Mesa de embutidos de porco, em Paris - Alex Guillaume/Unsplash - Alex Guillaume/Unsplash
Mesa de embutidos de porco, em Paris
Imagem: Alex Guillaume/Unsplash

E no Brasil? Os primeiros porcos desembarcaram no país já em 1532, vindos na expedição de Martim Afonso de Sousa a São Vicente. Com a chegada do porco, alimentos como a linguiça, o presunto e o toucinho logo passaram a fazer parte da culinária nacional. "Foram sempre objeto de importação porque o colonizador não dispensava sua participação nas festas ruidosas de comer e beber. (...) A carne de porco figurou desde logo no cardápio usual brasileiro", conta o antropólogo Câmara Cascudo em seu "História da Alimentação no Brasil" (1967). No início criado para subsistência, o porco produzia a banha que era usada no preparo de pratos — assim como na indústria de alimentos até a metade do século 20.

Entra carne, sai gordura. A partir da década de 1950, com a popularização da gordura vegetal no Brasil, houve uma forte campanha contrária ao uso da banha, que ajudou a reduzir drasticamente seu consumo. Assim, os criadores do país se viram obrigados a mudar o foco da produção. Passaram a importar, na década de 1960, raças como a americana Duroc e a inglesa Large White e, em 1970, chefiaram um processo de melhoramento genético do porco, que consistia na seleção e cruzamento entre as raças. Hoje, segundo a ABCS, a carne de porco brasileira tem 31% menos gordura, 14% menos calorias e taxa de colesterol 10% menor do que há 40 anos. "Deixou-se de fazer um animal que era fundamentalmente gordo para dar preferência à sua carne, com o porco passando a ter uma espessura de gordura muito pequena", explica ao TAB o presidente da associação, Marcelo Lopes.

Dados de localização de objetos em linguagem natural
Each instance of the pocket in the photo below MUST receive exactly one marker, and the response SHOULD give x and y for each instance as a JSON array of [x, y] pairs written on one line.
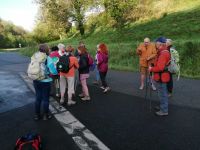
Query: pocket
[[165, 77]]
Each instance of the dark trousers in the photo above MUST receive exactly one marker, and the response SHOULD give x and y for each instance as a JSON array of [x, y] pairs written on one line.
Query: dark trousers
[[170, 84], [42, 91], [103, 78], [55, 86]]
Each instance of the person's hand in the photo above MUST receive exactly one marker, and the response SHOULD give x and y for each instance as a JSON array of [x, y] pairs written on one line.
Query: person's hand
[[150, 68]]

- **Sobre a tarefa**:
Segundo o trecho sobre a carne de porco no Brasil, em que ano os primeiros porcos desembarcaram no país?

- **Resposta**:
Em 1532, na expedição de Martim Afonso de Sousa a São Vicente.